Série de consignes:
#1 D'après l'article sur les jardins d'enfants de Taipei, quelle est la superficie de la ferme dont dispose l'école Wego à Yangmingshan ?
#2 Rédigez la suite de l'article sur les jardins d'enfants de Taipei, en reprenant après sa dernière phrase.

Extrait du document:

03/06/2025

Taiwan Today

Taiwan aujourd'hui

Une longueur d'avance

01/01/1997
Quelles que soient les motivations des parents — éviter à leurs enfants de rester enfermés à la maison toute la journée, les socialiser ou leur donner plus de chances pour l'avenir — du succès des jardins d'enfants résulte la dure compétition à l'entrée dans les meilleurs établissements.

A Taipei, l'école privée Wego bé­néficie d'une excellente réputation. Tous les parents en ont entendu parler. Le jardin d'enfants qui lui est affilié est d'ailleurs tout aussi prestigieux « Nous avons une ferme de quinze hectares à Yangmingshan », dit le directeur de l'école Wego, M. Chen Ching-kuei.« Nous l'utilisons comme classe verte pour nos élè­ves, depuis le jardin d'enfants jusqu'au ly­cée. Elle comprend un jardin potager, un jardin fleuri et des animaux. Comme cela, les enfants ont la possibilité de partir en classe verte tous les mois. Ils peuvent plan­ter des légumes, élever des poissons, mon­ter à dos de poney et apprendre à connaître la nature. » Une fois revenus dans les salles de classe climatisées, qui sont équipées de matériel vidéo, de télévisions et de magnéto-cassettes, les en­fants peuvent étudier le mandarin, l'an­glais, la cuisine et l'informatique, ou en­core se livrer à des jeux de rôles (du style « Je fais mes courses chez l'épicier ») spécialement conçus pour améliorer leurs capacités de socialisation.

Rien d'étonnant, dans ces condi­tions, que la concurrence fasse rage pour l'entrée dans ce jardin d'enfants. Cette année, pas moins de 638 enfants étaient inscrits à la loterie annuelle qui permet à l'établissement de décider à qui reviendront les 293 places des dix petites classes du jardin d'enfants. « Le taux d'ad­mission est de 46% », note M. Chen avec satisfaction, « Et ceci, en dépit du prix exorbitant de ce jardin d'enfants de luxe : 1 090 dollars US à l'inscription, plus 365 dollars par semestre pour les extras.

Données:
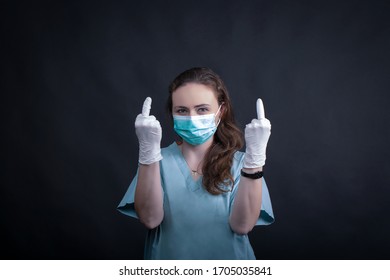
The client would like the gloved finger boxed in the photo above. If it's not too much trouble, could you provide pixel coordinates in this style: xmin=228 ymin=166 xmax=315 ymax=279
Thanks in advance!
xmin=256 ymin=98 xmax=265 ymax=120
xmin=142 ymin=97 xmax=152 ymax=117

...

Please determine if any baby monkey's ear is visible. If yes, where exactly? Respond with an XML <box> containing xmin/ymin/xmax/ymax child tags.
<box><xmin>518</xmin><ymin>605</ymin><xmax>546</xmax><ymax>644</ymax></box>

Réponses fournies:
#1 Quinze hectares.

#2
Il faut noter ici que les parents n'ont pas tous les mêmes attentes du rôle que doit jouer un jardin d'enfants. Ying Shu-yu par exemple, qui est mère de trois enfants, espère que ses enfants y apprendront à vivre avec leurs camarades de classe, avant l'entrée à l'école primaire. Pour d'autres, il s'agit d'évi­ter que les enfants restent enfermés de­vant la télévision toute la journée. Cela dit, la majorité des parents ne pensent qu'aux futures performances scolaires de leurs rejetons et cherchent à leur don­ner une longueur d'avance. Ils savent que, dès l'école primaire, leurs enfants devront entrer en compétition avec les autres, dans un pays où 30% seule­ment des candidats réussissent le concours d'entrée aux trois dernières an­nées de lycée, et ils feront tout ce qui est en leur pouvoir pour assurer la réus­site de leurs enfants. Conséquence directe de cette attitude : la compétition féroce qui règne pour les places limitées à l'école Wego et dans d'autres établissements du même genre.

Jardin d'enfants ou garderie?

Tina Liaw est professeur à l'Institut d'Economie domestique de l'Univer­sité normale nationale de Taiwan (NTNU), et depuis 1993, elle est égale­ment directrice d'un jardin d'enfants ex­périmental affilié à cette université. Mme Liaw explique qu'à Taiwan, l'enseigne­ment préscolaire suit le modèle japo­nais, qui distingue jardins d'enfants et garderies.

Les garderies accueillent les enfants qui ont entre un mois et six ans. Défi­nies comme des centres d'accueil, elles sont placées sous les juridictions croi­sées du ministère de l'Intérieur et, au niveau local, du département des Af­faires sociales. Leur fonction essentielle est de prendre soin des enfants pen­dant que leurs parents travaillent, et seules un petit nombre d'entre elles pro­posent des classes structurées.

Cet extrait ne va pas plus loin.